What the task requires
Each line from the one that contains "Guideline: the keypoint for each instance of the triangular" to the end of the material must be quoted exactly; include both end lines and nothing else.
─── Stored rows ───
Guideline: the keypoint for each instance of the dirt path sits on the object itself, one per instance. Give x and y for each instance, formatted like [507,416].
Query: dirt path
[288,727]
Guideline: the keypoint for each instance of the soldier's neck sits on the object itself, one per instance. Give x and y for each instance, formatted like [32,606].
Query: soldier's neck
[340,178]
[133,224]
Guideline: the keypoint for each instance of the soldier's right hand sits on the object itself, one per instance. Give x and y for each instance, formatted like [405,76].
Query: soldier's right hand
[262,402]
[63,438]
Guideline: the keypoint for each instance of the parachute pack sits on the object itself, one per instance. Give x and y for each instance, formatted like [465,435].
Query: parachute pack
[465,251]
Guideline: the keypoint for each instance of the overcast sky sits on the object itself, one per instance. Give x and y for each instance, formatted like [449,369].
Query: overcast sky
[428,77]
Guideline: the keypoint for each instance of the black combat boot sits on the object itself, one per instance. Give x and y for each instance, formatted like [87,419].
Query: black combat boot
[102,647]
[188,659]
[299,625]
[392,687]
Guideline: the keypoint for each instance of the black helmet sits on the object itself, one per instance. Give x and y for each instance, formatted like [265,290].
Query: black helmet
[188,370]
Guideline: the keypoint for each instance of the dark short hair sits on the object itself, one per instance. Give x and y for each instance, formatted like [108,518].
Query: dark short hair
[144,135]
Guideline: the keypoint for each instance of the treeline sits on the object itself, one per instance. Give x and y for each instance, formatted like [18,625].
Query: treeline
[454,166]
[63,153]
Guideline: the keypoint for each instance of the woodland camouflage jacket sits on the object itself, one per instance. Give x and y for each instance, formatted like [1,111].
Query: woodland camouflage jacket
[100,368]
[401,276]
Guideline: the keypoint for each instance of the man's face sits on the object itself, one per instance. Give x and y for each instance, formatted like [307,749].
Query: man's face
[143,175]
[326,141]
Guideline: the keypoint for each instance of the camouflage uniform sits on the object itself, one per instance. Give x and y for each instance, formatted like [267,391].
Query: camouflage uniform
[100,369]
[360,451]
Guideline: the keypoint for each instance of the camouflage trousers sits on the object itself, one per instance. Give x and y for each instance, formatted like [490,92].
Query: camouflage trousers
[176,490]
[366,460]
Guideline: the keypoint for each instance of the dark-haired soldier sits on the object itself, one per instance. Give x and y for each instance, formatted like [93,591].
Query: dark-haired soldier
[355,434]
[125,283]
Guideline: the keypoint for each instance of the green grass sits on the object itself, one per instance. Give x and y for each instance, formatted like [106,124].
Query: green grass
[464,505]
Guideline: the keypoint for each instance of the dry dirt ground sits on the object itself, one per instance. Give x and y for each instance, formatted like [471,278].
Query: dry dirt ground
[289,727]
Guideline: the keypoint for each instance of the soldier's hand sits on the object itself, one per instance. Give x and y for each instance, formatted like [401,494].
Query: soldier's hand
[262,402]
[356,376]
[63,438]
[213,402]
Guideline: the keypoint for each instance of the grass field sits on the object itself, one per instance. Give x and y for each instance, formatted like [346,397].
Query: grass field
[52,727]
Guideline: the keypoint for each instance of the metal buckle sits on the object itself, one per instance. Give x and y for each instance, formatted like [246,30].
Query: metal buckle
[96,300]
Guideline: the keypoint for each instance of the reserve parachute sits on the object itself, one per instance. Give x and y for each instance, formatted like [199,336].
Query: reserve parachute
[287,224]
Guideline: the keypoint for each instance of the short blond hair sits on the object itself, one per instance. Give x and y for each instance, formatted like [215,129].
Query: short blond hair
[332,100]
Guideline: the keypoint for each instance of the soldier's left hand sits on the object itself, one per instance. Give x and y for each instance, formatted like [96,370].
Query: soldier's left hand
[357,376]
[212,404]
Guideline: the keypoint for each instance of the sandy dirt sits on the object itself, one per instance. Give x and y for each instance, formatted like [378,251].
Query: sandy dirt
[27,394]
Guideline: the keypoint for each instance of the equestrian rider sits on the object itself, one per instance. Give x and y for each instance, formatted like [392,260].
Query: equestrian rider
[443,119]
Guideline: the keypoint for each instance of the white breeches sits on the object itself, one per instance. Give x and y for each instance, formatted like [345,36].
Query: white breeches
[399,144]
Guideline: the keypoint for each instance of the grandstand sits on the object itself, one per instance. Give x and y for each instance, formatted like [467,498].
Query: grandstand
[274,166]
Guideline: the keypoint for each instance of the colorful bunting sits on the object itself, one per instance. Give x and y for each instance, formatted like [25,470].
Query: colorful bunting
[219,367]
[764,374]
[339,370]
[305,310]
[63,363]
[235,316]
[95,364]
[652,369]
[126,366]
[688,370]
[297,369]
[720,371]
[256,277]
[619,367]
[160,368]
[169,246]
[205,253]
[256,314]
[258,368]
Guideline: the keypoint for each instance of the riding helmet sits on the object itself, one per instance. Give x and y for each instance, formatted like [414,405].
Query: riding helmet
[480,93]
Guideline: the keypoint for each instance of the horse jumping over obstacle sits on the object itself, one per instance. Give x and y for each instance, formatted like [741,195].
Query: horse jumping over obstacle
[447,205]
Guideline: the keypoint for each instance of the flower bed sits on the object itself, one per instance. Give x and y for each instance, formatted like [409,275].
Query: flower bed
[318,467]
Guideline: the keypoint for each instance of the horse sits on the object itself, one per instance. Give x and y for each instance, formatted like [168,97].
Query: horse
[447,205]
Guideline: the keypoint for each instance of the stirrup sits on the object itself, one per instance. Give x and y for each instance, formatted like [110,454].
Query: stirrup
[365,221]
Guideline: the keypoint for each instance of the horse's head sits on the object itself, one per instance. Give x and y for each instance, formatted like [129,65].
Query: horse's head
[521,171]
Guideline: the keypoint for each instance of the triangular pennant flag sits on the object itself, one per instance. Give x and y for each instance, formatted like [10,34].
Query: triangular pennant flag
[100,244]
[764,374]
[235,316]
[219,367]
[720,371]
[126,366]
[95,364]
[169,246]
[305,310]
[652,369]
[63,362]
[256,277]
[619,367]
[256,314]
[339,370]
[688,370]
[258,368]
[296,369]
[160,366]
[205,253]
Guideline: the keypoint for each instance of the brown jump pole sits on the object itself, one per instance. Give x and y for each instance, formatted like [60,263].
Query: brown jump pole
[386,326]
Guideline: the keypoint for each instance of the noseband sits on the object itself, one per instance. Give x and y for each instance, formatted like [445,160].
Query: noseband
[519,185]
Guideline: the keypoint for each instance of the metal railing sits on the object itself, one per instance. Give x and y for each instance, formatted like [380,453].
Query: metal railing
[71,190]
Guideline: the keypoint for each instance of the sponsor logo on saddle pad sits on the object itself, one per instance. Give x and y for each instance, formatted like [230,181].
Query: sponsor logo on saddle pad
───
Written reply
Guideline: the keypoint for each instance of the triangular pennant flag sits on the object itself, one per instance. Give x and y for each instance, formatted like [10,34].
Query: triangular pennant flag
[100,244]
[764,374]
[235,316]
[219,367]
[720,371]
[126,366]
[95,364]
[169,246]
[305,310]
[652,369]
[63,362]
[256,277]
[619,367]
[256,314]
[339,370]
[688,370]
[258,368]
[296,369]
[160,366]
[205,253]
Guideline: the keypoint for each instance of the brown jump pole sits on the object itself, one per instance. Give x and y for each instance, formatted like [60,263].
Query: brown jump pole
[386,326]
Guideline: the keypoint for each instance of the noseband sits on the object itself, one per instance. Give x and y for each instance, formatted like [445,160].
Query: noseband
[519,185]
Guideline: the keypoint for each instance of the metal railing sits on the object itself, one per instance. Give x and y for each instance, formatted like [380,453].
Query: metal railing
[71,190]
Guideline: the keypoint for each instance of the sponsor logo on saddle pad sits on the object itself, one per instance. Give x and y for each instance, formatted like [230,181].
Query: sponsor logo on saddle pad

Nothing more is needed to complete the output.